* **Task item**:
Find the line with "Query: white sand" and the line with "[[388, 133], [271, 203]]" in the entries below; output exactly those two lines, every line between them, and no others.
** Opening Records shown block **
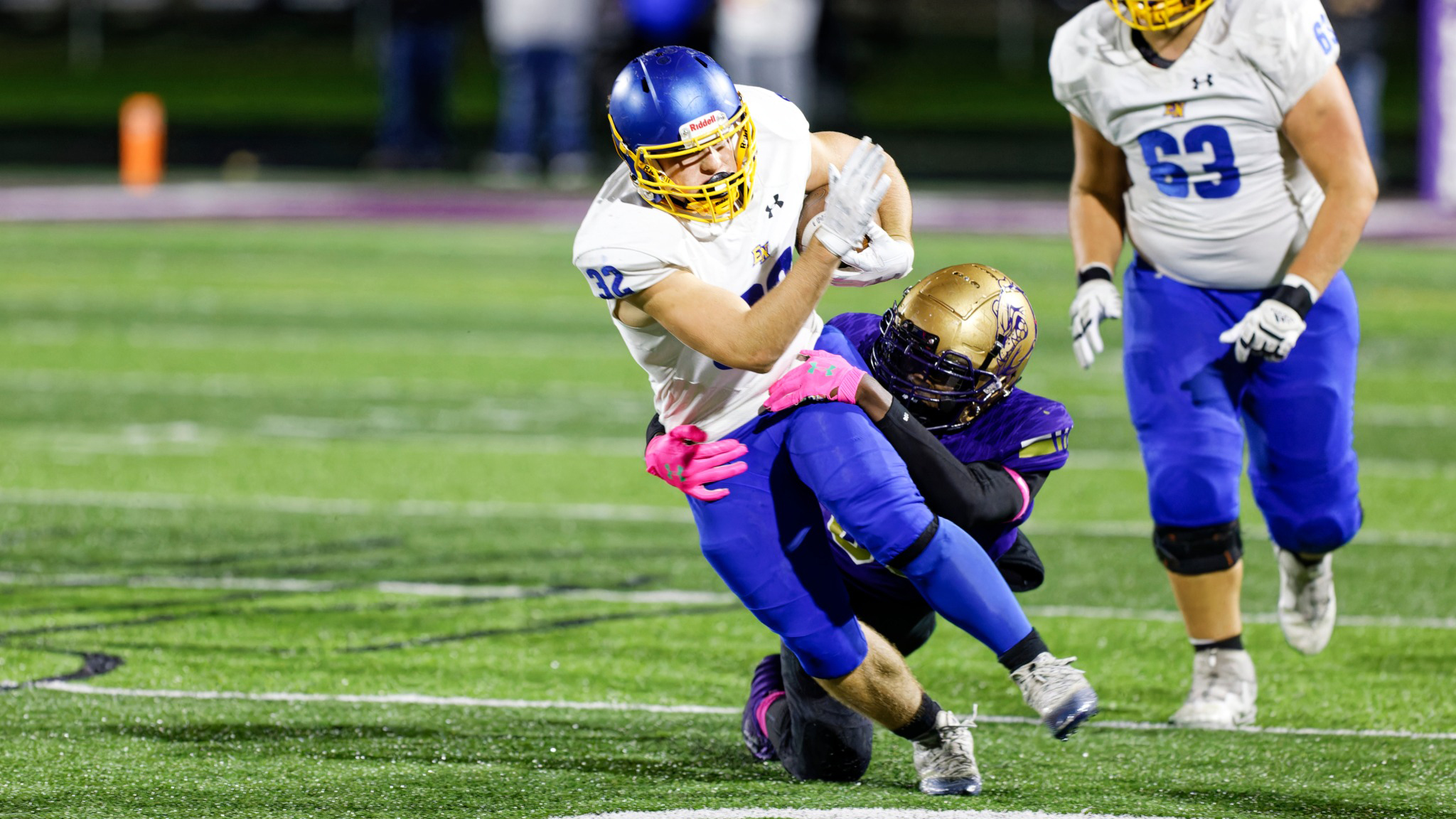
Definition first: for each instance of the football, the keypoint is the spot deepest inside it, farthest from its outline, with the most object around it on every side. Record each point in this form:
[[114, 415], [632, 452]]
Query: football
[[814, 206]]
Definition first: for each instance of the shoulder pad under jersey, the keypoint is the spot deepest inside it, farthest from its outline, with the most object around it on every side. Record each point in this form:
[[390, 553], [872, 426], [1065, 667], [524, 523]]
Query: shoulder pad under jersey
[[1024, 432]]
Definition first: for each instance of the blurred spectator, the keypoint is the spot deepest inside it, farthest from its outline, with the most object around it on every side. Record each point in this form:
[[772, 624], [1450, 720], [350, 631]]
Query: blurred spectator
[[664, 22], [542, 47], [417, 60], [771, 44], [1360, 28]]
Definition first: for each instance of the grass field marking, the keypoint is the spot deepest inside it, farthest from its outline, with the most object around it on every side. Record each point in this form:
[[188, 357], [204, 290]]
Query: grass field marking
[[178, 502], [565, 705], [676, 596], [233, 385], [845, 813]]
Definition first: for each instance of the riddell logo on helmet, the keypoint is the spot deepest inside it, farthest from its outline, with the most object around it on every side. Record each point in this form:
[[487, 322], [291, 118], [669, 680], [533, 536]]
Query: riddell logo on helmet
[[702, 129]]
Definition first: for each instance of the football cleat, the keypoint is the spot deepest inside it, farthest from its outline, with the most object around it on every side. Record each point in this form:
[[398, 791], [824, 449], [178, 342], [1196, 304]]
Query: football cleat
[[1056, 691], [947, 759], [1307, 601], [1224, 691], [765, 690]]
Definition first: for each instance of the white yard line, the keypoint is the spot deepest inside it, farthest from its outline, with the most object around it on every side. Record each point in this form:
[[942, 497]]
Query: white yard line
[[347, 506], [229, 385], [843, 813], [668, 596], [654, 709], [290, 505]]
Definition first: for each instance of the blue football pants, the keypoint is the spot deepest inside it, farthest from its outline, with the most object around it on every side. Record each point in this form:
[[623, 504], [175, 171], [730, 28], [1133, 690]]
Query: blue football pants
[[1194, 405], [768, 540]]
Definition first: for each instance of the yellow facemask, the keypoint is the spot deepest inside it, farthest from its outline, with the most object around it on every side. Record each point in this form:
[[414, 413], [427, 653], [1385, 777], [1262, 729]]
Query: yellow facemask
[[715, 201], [1158, 15]]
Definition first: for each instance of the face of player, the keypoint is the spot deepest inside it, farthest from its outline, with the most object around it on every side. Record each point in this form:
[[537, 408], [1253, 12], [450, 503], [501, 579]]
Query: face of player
[[704, 168]]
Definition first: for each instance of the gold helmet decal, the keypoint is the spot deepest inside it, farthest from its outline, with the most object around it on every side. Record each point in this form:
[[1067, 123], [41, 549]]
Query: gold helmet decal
[[956, 344], [1158, 15]]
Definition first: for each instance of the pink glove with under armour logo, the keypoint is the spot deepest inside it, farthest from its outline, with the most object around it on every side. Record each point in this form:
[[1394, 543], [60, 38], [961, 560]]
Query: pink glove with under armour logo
[[685, 461], [823, 376]]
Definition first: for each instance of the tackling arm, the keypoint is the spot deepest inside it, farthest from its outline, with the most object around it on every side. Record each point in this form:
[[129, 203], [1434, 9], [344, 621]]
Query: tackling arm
[[1325, 132], [968, 494]]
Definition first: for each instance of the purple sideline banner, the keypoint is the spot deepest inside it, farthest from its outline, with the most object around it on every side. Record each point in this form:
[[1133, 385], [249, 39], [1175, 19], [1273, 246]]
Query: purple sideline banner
[[1438, 146]]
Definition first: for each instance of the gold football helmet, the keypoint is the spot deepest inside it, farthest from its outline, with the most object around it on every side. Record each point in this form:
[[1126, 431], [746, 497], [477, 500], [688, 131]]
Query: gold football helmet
[[954, 344], [1158, 15]]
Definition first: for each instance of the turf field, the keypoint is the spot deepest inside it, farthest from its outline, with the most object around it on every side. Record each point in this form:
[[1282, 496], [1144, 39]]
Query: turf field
[[360, 513]]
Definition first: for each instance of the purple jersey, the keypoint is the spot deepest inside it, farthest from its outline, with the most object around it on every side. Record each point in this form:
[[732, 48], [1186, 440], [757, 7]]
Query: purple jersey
[[1024, 432]]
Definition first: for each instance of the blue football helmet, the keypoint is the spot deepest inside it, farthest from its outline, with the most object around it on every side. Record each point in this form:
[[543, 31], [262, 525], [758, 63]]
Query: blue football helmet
[[954, 344], [673, 102]]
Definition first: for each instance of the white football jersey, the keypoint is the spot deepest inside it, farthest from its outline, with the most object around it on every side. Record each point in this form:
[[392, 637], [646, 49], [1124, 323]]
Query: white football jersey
[[625, 247], [1218, 197]]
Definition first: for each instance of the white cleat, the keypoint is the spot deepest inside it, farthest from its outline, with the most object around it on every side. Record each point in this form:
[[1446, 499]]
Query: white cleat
[[1056, 691], [947, 761], [1307, 602], [1224, 691]]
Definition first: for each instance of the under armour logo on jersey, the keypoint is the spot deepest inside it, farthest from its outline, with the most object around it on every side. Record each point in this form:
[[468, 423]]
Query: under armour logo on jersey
[[776, 203]]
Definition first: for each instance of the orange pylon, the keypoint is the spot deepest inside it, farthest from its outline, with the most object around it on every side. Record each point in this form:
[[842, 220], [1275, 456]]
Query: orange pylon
[[143, 141]]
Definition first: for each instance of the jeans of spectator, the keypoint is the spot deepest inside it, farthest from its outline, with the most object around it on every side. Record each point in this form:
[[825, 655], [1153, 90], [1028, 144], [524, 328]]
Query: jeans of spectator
[[417, 91], [543, 98], [1365, 75]]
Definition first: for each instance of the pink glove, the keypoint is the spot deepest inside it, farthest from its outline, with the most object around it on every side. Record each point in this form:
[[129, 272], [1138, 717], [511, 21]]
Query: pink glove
[[685, 461], [823, 376]]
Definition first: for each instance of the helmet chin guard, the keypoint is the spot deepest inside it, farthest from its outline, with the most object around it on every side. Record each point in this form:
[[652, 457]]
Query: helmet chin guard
[[670, 104], [1158, 15], [954, 344]]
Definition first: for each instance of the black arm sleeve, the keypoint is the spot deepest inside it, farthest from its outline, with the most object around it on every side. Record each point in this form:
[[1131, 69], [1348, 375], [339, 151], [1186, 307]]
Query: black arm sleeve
[[655, 427], [967, 494]]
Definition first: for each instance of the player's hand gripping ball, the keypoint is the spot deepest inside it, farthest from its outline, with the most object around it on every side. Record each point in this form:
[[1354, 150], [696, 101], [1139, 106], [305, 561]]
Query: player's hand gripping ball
[[685, 461], [823, 376], [878, 255], [854, 197]]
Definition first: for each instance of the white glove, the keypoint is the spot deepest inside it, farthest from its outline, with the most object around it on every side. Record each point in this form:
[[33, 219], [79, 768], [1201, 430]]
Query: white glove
[[886, 258], [1268, 331], [854, 198], [1096, 302]]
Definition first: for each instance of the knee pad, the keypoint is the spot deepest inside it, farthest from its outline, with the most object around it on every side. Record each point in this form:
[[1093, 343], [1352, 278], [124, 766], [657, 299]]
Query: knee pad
[[1317, 534], [832, 653], [1021, 566], [1200, 550]]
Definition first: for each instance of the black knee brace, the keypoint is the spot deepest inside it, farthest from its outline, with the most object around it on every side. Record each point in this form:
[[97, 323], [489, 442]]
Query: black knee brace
[[1203, 550]]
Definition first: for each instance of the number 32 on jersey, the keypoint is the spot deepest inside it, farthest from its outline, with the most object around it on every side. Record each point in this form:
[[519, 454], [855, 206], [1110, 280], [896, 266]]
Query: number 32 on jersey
[[608, 283], [1172, 178]]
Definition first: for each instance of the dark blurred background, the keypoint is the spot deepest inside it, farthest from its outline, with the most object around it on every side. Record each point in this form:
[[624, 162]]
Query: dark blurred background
[[514, 92]]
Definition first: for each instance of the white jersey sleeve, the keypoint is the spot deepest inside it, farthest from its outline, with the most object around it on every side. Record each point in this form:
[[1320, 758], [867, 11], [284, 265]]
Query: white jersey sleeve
[[1079, 44], [1290, 43]]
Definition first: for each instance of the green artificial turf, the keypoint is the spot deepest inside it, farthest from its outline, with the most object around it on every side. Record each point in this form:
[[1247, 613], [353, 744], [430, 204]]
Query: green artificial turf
[[225, 452]]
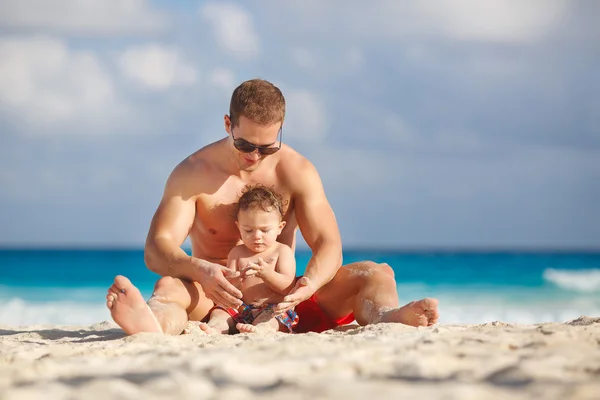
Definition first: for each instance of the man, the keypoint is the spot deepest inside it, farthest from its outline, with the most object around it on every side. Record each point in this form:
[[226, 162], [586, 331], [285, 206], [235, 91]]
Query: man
[[197, 202]]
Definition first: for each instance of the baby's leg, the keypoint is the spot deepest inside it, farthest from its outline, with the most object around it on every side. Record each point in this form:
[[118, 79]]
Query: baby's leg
[[219, 323], [263, 323]]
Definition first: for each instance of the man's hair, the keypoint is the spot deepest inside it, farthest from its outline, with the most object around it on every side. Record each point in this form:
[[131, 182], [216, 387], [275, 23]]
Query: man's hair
[[259, 101], [259, 197]]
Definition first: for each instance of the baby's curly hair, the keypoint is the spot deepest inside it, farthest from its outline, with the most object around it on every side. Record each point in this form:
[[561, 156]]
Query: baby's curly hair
[[259, 197]]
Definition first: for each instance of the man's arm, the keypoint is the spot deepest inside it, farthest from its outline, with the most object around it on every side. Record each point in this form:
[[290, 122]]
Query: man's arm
[[318, 226], [170, 227], [168, 230]]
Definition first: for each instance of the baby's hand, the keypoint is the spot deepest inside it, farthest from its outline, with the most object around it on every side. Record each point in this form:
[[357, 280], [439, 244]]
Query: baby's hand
[[257, 268]]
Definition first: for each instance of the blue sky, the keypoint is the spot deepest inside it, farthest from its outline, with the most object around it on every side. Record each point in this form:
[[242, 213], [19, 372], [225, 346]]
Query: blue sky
[[433, 123]]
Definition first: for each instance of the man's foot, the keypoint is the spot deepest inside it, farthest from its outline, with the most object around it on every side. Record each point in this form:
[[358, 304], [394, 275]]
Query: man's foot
[[416, 313], [128, 308], [219, 327], [272, 325]]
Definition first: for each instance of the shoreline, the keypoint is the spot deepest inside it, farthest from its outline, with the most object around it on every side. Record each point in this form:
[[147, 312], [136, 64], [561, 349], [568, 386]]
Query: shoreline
[[485, 361]]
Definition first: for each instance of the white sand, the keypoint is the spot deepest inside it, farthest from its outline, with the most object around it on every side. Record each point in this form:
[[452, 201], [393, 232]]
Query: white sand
[[490, 361]]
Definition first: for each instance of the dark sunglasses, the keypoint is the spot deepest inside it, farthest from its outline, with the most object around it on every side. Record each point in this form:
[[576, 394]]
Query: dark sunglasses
[[246, 147]]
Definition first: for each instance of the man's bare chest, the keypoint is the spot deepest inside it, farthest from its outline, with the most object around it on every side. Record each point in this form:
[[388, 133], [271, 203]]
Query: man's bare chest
[[215, 212]]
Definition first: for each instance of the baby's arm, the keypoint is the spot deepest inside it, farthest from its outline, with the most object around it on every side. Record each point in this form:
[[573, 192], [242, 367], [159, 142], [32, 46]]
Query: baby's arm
[[281, 278], [232, 264]]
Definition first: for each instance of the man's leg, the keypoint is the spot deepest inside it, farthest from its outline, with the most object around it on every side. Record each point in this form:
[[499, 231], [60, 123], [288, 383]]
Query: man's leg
[[168, 310], [369, 291]]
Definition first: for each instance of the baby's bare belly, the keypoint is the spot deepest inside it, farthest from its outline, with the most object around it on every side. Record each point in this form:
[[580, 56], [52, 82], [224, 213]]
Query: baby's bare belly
[[257, 292]]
** Closing Records shown block **
* **Exercise result**:
Query: white sand
[[490, 361]]
Definition first: for each instance of the dark sunglasses, the keypoint is the spot deepest inside it, farthest from its outline, with the most object around it on every side. Record each point in this form:
[[576, 394]]
Query: dark sunglasses
[[246, 147]]
Definition first: for each instance of the man's bare chest, the keypoint is the spot deepest inside it, farthest from its outline, with the most object around it on every side. Record each point in this form:
[[388, 133], [271, 203]]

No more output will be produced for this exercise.